"""
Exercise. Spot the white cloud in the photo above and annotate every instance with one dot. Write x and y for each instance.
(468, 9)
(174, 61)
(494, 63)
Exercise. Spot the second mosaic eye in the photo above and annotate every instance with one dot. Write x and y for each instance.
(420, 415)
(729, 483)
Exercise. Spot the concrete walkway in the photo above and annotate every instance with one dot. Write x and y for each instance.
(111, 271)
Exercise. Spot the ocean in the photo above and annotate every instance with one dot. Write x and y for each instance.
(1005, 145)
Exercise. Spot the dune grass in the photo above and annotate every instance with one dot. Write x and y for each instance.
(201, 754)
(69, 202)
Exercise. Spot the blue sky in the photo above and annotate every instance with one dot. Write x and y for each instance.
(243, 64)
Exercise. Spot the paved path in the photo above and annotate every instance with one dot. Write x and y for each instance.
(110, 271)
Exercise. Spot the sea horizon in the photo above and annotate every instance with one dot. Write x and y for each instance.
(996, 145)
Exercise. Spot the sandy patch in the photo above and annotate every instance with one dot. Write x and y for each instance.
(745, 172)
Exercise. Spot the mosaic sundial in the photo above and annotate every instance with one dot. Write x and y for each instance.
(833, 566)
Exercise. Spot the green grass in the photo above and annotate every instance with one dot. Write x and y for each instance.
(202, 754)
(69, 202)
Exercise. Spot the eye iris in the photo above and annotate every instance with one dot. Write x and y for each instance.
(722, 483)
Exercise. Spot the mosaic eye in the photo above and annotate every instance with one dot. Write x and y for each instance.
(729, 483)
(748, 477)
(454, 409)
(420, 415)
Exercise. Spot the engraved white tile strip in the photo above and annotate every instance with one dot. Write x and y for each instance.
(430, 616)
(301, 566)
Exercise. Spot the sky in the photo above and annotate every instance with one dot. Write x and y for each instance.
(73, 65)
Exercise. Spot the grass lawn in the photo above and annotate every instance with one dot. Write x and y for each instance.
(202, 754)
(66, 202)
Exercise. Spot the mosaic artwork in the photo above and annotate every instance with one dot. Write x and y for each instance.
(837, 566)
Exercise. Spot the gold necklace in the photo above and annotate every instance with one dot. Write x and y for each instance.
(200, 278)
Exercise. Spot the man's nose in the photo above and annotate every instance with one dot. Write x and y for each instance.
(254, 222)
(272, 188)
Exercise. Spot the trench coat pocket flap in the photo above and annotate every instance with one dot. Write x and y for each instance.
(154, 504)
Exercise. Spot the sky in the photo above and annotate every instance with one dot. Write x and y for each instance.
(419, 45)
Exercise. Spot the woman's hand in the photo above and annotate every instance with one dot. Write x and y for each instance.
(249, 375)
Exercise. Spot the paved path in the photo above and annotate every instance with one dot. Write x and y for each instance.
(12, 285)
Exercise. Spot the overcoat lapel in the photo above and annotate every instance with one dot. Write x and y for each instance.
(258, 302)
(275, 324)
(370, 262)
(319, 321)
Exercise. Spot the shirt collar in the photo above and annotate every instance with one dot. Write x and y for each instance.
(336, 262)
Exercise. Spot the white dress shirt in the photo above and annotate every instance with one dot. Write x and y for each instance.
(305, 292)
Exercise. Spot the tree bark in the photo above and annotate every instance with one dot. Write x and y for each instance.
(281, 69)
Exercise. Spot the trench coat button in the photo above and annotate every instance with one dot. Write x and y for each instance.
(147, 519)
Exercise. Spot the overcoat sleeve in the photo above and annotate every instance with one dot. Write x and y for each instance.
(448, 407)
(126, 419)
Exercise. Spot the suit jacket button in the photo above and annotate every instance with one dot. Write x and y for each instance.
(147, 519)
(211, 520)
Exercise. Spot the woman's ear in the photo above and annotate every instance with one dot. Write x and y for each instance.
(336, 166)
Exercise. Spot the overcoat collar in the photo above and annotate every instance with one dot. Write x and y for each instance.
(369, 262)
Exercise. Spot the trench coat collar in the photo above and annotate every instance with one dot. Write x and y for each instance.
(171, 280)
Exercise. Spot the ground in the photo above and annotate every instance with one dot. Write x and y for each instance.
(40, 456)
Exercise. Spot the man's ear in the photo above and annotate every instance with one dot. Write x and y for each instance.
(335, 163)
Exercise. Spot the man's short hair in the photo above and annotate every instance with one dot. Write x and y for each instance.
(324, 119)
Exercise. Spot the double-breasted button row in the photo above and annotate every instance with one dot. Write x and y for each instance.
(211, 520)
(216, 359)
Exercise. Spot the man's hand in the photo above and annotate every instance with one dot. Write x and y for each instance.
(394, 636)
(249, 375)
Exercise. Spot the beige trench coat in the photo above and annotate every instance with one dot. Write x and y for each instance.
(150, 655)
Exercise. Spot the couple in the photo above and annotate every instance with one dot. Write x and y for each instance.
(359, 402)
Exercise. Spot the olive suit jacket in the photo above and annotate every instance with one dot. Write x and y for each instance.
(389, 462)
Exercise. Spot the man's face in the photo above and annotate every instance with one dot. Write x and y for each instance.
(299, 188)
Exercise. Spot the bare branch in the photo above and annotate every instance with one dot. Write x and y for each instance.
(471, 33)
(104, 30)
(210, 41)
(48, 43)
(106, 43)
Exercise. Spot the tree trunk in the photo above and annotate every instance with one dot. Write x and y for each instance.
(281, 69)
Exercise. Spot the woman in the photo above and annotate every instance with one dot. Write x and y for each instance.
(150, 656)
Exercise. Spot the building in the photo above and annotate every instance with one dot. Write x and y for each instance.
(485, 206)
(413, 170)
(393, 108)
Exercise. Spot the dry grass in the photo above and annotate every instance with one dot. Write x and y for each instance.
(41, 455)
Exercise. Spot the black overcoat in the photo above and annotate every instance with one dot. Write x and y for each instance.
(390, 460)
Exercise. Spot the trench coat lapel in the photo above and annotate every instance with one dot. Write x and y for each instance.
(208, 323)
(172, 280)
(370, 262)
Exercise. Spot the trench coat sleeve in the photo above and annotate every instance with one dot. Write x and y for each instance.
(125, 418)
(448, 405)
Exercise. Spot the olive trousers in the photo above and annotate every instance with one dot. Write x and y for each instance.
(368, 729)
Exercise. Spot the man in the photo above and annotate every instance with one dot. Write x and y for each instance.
"""
» **WHAT TO PRODUCE**
Lay out the listing as a numbered list, covering only the span from its first line through the line containing "(1005, 145)", both ends inclusive, and omit any blank lines.

» **CORRECT OUTPUT**
1. Exercise. Spot the white cloud in the photo above and annotate every instance with one dot. Write x and y for each instance.
2. (468, 9)
3. (174, 61)
4. (494, 63)
5. Exercise. Spot the second mosaic eye in the photo above and annotate every instance with one dot. Write x and y for each instance.
6. (420, 415)
7. (729, 483)
8. Exercise. Spot the concrete walkway in the photo above and annotate every instance with one dot. Write x and y for each instance.
9. (111, 271)
10. Exercise. Spot the ocean in the photo above and annotate every instance with one dot. Write x and y for each instance.
11. (1005, 145)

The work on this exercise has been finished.